WORK INSTRUCTIONS
Reproduce the closing run of lines below verbatim, from the line that contains "One marker serves each instance of the red fabric." up to and including the final line.

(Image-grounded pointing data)
------------------------
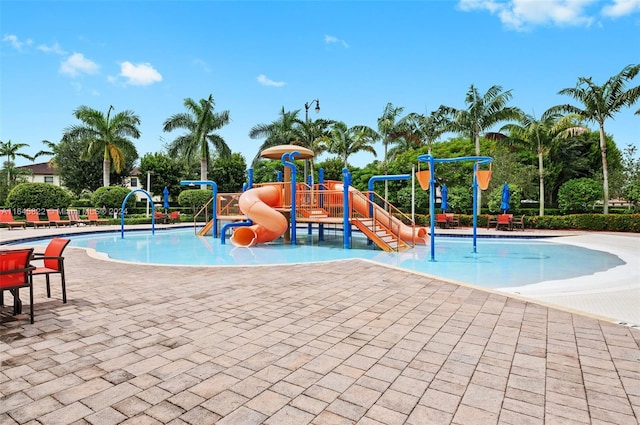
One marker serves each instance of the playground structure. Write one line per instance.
(267, 211)
(481, 179)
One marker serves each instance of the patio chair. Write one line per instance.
(492, 222)
(518, 222)
(160, 216)
(441, 220)
(6, 218)
(175, 217)
(74, 218)
(92, 216)
(33, 219)
(54, 218)
(504, 221)
(52, 263)
(15, 273)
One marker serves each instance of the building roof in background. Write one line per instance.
(40, 168)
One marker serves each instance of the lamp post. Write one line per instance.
(308, 105)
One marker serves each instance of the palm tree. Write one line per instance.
(11, 151)
(482, 113)
(345, 141)
(106, 134)
(539, 134)
(599, 103)
(426, 129)
(200, 121)
(311, 134)
(279, 132)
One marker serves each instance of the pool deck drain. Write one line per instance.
(348, 343)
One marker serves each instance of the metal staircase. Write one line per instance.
(380, 235)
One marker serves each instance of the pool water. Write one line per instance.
(498, 262)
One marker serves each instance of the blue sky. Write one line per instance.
(257, 57)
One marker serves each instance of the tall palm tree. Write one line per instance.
(345, 141)
(426, 129)
(539, 134)
(11, 151)
(201, 121)
(481, 114)
(279, 132)
(390, 130)
(311, 134)
(106, 134)
(599, 103)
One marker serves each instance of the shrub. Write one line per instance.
(578, 195)
(495, 199)
(194, 199)
(111, 197)
(38, 195)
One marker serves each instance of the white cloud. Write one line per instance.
(330, 39)
(621, 8)
(77, 64)
(199, 63)
(55, 48)
(15, 43)
(139, 75)
(523, 14)
(262, 79)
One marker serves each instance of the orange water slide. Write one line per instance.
(409, 234)
(269, 224)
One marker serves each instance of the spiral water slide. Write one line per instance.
(409, 234)
(257, 204)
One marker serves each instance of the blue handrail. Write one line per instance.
(432, 161)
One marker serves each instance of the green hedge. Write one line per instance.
(596, 222)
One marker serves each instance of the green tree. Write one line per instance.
(345, 142)
(538, 134)
(279, 132)
(106, 135)
(312, 134)
(165, 172)
(11, 151)
(229, 173)
(597, 104)
(426, 129)
(578, 195)
(200, 121)
(482, 113)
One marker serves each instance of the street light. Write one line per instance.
(307, 105)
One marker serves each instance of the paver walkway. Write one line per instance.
(341, 343)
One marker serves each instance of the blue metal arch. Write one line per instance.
(153, 208)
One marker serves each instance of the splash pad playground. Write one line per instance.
(265, 212)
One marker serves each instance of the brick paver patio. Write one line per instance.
(341, 343)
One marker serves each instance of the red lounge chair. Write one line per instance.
(92, 216)
(54, 218)
(7, 218)
(518, 223)
(15, 273)
(504, 220)
(441, 220)
(52, 263)
(75, 219)
(34, 219)
(175, 217)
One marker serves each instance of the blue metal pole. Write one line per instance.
(346, 224)
(320, 202)
(214, 194)
(475, 205)
(287, 161)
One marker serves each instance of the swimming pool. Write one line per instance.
(498, 263)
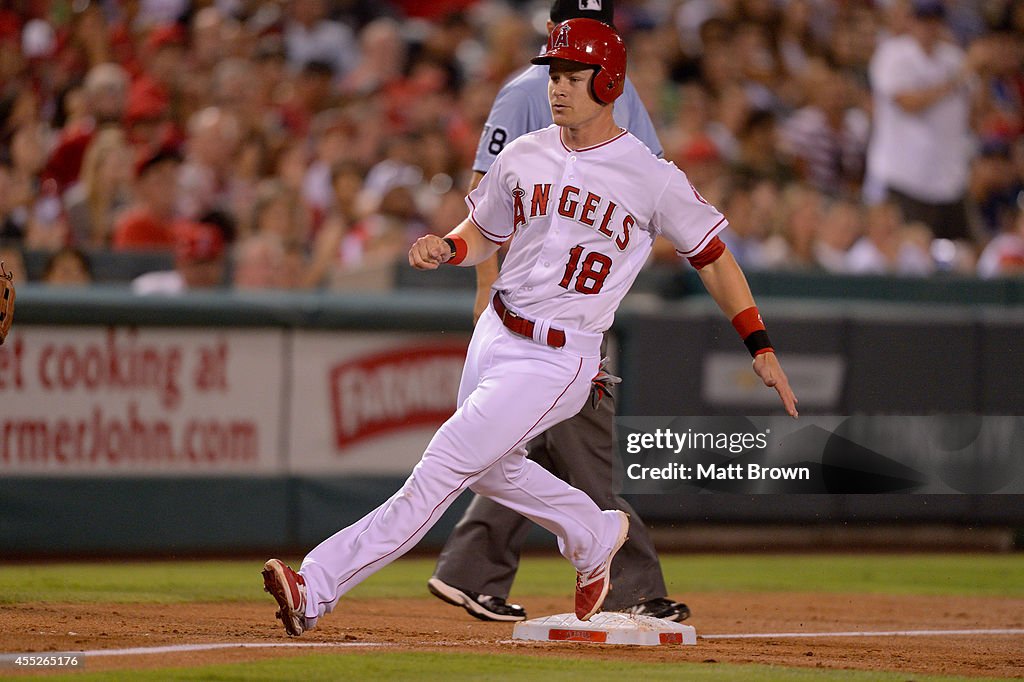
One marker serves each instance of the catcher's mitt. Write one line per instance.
(6, 301)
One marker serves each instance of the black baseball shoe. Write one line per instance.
(478, 605)
(660, 608)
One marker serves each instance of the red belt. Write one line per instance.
(523, 327)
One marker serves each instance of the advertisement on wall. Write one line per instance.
(369, 403)
(140, 401)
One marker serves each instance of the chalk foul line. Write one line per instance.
(210, 646)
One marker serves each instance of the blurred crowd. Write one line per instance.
(305, 143)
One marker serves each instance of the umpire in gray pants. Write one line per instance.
(479, 561)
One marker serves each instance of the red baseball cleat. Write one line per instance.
(289, 589)
(592, 587)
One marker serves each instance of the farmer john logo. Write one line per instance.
(407, 387)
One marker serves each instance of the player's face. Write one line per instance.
(568, 93)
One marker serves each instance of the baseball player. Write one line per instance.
(478, 563)
(582, 202)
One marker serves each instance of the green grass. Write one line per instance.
(452, 666)
(240, 581)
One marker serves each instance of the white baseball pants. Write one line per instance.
(512, 389)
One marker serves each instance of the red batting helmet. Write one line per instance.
(595, 44)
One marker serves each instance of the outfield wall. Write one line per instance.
(225, 422)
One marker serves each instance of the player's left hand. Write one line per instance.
(6, 301)
(429, 252)
(766, 366)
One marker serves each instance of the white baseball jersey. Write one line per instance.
(583, 222)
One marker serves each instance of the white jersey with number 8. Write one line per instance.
(583, 222)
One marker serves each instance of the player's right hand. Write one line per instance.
(767, 367)
(429, 252)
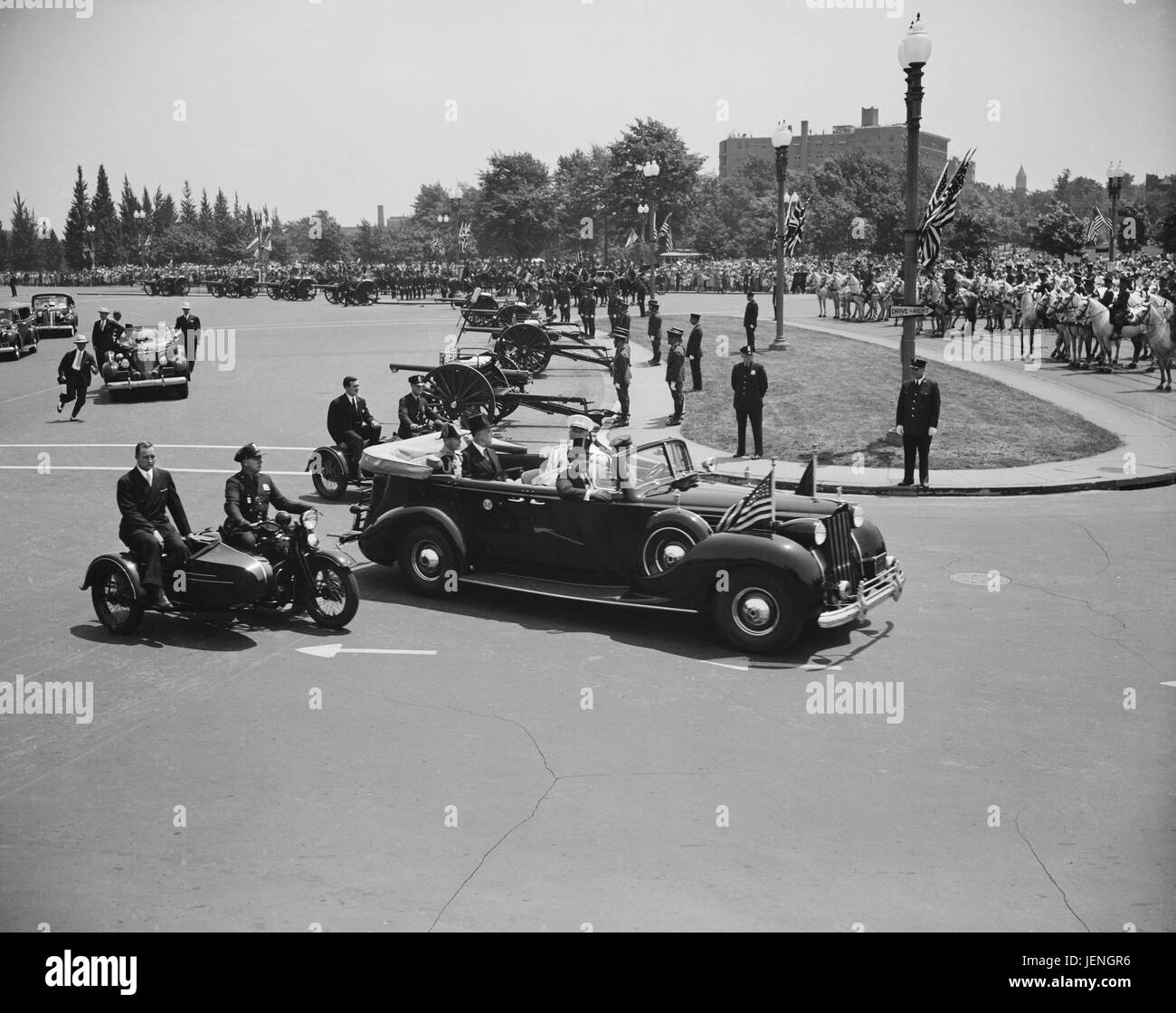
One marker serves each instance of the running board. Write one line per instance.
(600, 595)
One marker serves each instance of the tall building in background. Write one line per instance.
(810, 150)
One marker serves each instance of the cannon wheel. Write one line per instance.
(527, 345)
(460, 391)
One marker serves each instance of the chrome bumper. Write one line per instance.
(870, 592)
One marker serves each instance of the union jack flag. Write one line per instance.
(663, 232)
(759, 505)
(941, 209)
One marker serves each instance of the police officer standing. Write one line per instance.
(247, 498)
(749, 381)
(654, 332)
(917, 419)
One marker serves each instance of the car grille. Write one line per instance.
(839, 550)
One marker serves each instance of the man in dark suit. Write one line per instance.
(145, 495)
(479, 459)
(751, 318)
(104, 335)
(187, 323)
(749, 381)
(694, 352)
(415, 414)
(917, 420)
(74, 372)
(351, 424)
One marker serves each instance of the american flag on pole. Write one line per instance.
(941, 209)
(759, 505)
(663, 232)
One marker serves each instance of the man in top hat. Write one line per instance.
(351, 424)
(104, 335)
(675, 373)
(653, 330)
(416, 416)
(479, 459)
(749, 381)
(247, 498)
(751, 318)
(917, 420)
(622, 375)
(74, 372)
(694, 352)
(188, 323)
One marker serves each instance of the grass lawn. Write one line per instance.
(839, 395)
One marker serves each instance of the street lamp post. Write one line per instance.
(650, 171)
(914, 52)
(781, 140)
(1114, 187)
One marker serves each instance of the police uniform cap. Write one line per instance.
(248, 450)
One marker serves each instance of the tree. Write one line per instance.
(1057, 232)
(187, 208)
(517, 206)
(75, 226)
(23, 253)
(102, 216)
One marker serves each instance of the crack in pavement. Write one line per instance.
(1016, 823)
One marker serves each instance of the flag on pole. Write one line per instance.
(941, 208)
(665, 232)
(759, 505)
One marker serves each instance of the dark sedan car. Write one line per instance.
(814, 562)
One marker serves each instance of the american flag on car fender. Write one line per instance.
(759, 505)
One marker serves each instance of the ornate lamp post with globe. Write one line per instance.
(781, 140)
(914, 52)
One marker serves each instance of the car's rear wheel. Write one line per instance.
(754, 613)
(114, 598)
(329, 479)
(427, 560)
(333, 596)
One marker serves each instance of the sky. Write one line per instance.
(349, 103)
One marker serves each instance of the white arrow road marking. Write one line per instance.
(330, 650)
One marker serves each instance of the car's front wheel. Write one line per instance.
(428, 561)
(754, 613)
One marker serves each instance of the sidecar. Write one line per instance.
(216, 577)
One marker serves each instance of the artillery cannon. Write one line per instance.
(489, 383)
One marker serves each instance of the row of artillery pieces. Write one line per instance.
(494, 381)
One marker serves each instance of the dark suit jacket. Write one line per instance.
(749, 383)
(146, 509)
(475, 466)
(341, 416)
(78, 376)
(918, 408)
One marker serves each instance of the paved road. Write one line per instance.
(564, 816)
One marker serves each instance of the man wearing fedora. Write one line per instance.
(247, 498)
(416, 416)
(188, 323)
(917, 420)
(74, 372)
(479, 459)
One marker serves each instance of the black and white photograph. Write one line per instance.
(588, 467)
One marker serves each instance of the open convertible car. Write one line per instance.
(147, 357)
(54, 315)
(816, 563)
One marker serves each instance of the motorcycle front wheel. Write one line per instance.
(114, 600)
(333, 595)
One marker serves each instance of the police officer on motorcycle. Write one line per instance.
(247, 498)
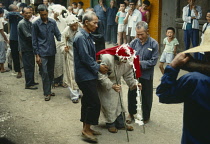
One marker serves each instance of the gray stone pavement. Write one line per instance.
(25, 118)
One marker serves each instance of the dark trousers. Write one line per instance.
(29, 65)
(147, 97)
(111, 33)
(15, 55)
(193, 36)
(90, 109)
(47, 72)
(118, 123)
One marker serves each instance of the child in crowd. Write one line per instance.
(121, 26)
(70, 9)
(75, 9)
(170, 47)
(3, 39)
(144, 11)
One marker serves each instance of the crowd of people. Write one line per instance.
(64, 42)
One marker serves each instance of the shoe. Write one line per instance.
(19, 75)
(129, 128)
(75, 100)
(31, 87)
(112, 130)
(47, 97)
(129, 119)
(146, 121)
(89, 138)
(96, 133)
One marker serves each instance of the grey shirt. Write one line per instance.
(43, 37)
(148, 54)
(24, 35)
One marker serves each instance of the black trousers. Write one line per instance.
(147, 98)
(90, 109)
(47, 72)
(28, 59)
(15, 55)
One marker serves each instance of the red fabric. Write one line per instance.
(121, 52)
------------------------
EXERCISE OUTPUT
One marker serves each instance of the red fabric. Write one line per instance.
(121, 52)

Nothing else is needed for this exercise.